# SELECTED PASSAGE:
--- Begin ---

I’d taken morning coffee at Rathtrevor beach over 2,000 days over the years. This was my last. Quite overcast after the first hard rain in weeks.

The Sicilian Inheritance by Jo Piazza

Jo Piazza is a novelist, journalist, and podcaster.

I read The Sicilian Inheritance (2024) mainly because I‘ve never been to Sicily. An unforgivable oversight on my part.

It kept me going. Both the modern day story of Sara, there for the first time. AND the story of her great-grandmother Serafina in the bad, old days when women were treated like chattel ➙ kept me going.

I’d almost place this book in the Romance genre.

Sara Marsala barely knows who she is anymore after the failure of her business and marriage.

On top of that, her beloved great-aunt Rosie passes away, leaving Sara bereft with grief.

But Aunt Rosie’s death also opens an escape from her life and a window into the past by way of a plane ticket to Sicily, a deed to a possibly valuable plot of land, and a bombshell family secret.

Rosie believes Sara’s great-grandmother Serafina, the family matriarch who was left behind while her husband worked in America, didn’t die of illness as family lore has it . . . she was murdered.

Thus begins a twist-filled adventure that takes Sara all over the picturesque Italian countryside as she races to solve a mystery and learn the story of Serafina—a feisty and headstrong young woman in the early 1900s thrust into motherhood in her teens, who fought for a better life not just for herself but for all the women of her small village. Unsurprisingly the more she challenges the status quo, the more she finds herself in danger.

Piazza wrote this fictional novel inspired by the real life murder of her great, great grandmother, Lorenza Marsala, more than a 100 years ago. 

Death Benefits by Thomas Perry

Good book.

Death Benefits (2001) has a terrific premise.

A careful, methodical young data analyst for a California insurance company, John Walker knows when people will marry, at what age they will most likely have children, and when they will die.

All signs point to a long successful career—until Max Stillman, a gruff security consultant, appears without warning at the office.

It seems a colleague with whom Walker once had an affair has disappeared after paying a very large death benefit to an impostor.

Stillman wants to find and convict her; Walker is convinced the woman is innocent.

Now Walker teams up with Stillman on an urgent north-by-northeast race …

I enjoy learning about how skiptracers work and think.

The Left-handed Twin by Thomas Perry

The Left-handed Twin (2021) by Thomas Perry is good, but not as good as the previous 8 books in the series.

One part I did enjoy was a chase on Maine’s Hundred Mile Wilderness.

Jane Whitefield helps people disappear.

Fearing for their lives, fleeing dangerous situations, her clients come to her when they need to vanish completely—to assume a new identity and establish a new life somewhere they won’t be found. …

… Jane finds a young woman fresh from LA with a whole lot of trouble behind her. After she cheated on her boyfriend, he dragged her to the home of the offending man and made her watch as he killed him. She testified against the boyfriend, but a bribed jury acquitted him, and now he’s free and trying to find and kill her.

--- End ---

# SET TASK A:
Collect every line of the listing that contains the string "ground", treating uppercase and lowercase as different.
The listing that comes next is unrelated to the book reviews above.

# EXERCISE INPUT:

--- Begin ---

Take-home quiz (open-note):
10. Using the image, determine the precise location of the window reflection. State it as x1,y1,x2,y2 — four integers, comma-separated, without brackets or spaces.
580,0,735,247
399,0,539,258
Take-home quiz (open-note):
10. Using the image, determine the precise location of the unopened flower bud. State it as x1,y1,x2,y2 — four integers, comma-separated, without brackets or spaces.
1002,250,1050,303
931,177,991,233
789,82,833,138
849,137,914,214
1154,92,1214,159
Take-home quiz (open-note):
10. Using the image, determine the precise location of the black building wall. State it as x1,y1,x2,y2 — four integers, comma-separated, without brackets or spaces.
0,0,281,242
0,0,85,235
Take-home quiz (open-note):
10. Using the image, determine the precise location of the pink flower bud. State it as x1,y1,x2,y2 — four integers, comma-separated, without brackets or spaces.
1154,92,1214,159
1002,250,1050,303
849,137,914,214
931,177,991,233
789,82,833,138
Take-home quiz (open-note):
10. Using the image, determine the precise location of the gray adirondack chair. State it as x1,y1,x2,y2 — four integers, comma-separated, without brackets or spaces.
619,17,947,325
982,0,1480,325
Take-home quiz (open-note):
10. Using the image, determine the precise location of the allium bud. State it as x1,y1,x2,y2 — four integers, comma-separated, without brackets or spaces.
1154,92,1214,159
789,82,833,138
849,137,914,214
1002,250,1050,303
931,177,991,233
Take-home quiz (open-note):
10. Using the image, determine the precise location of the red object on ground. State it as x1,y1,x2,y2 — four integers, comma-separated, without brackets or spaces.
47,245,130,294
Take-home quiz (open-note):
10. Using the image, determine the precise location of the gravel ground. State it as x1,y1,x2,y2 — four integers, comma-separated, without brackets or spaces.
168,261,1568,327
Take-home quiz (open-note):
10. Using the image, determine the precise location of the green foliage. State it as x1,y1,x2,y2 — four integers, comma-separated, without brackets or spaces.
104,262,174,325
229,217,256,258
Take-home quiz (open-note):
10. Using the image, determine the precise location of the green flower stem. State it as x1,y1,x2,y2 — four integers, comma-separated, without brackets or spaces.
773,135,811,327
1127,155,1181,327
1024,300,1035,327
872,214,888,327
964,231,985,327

--- End ---
--- Begin ---

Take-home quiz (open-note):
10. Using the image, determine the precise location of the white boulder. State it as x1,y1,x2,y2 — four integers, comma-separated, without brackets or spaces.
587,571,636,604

--- End ---

# SET TASK B:
Extend the book reviews by continuing on from their final sentence.

# EXERCISE RESPONSE A:
10. Using the image, determine the precise location of the red object on ground. State it as x1,y1,x2,y2 — four integers, comma-separated, without brackets or spaces.
10. Using the image, determine the precise location of the gravel ground. State it as x1,y1,x2,y2 — four integers, comma-separated, without brackets or spaces.

# EXERCISE RESPONSE B:
Jane agrees to help, and it soon becomes clear that outsmarting the murderous boyfriend is not beyond Jane’s skills. But the boyfriend has some new friends: members of a Russian organized crime brotherhood.

When they learn that Sara is traveling with a tall, dark-haired woman who disappears people, the Russians become increasingly interested in helping the boyfriend find the duo. They’ve heard rumors that such a woman existed—and believe that, if forcibly extracted, the knowledge she has of past clients could be worth millions.  

He does plan a 10th book to be called The Tree of Life and Flowers (2026).

“I See You’ve Called in Dead” by John Kenney

Mixed feelings.

I downloaded “I See You’ve Called in Dead” (2025) for the intriguing premise:

Obituary writer Bud Stanley is semi-depressed. One night he gets drunk and posts his own obituary.

His company assumes he is dead and removes him from their employees list.

Turning up at work, the computer won’t let them fire Bud because he’s technically dead in their system. 😀

Catch-22.

I love it.

And there is a lot of humour. I laughed out loud more than once.

Thurber Prize-winner and New York Times bestselling author John Kenney tells a funny, touching story about life and death, about the search for meaning, about finding and never letting go of the preciousness of life.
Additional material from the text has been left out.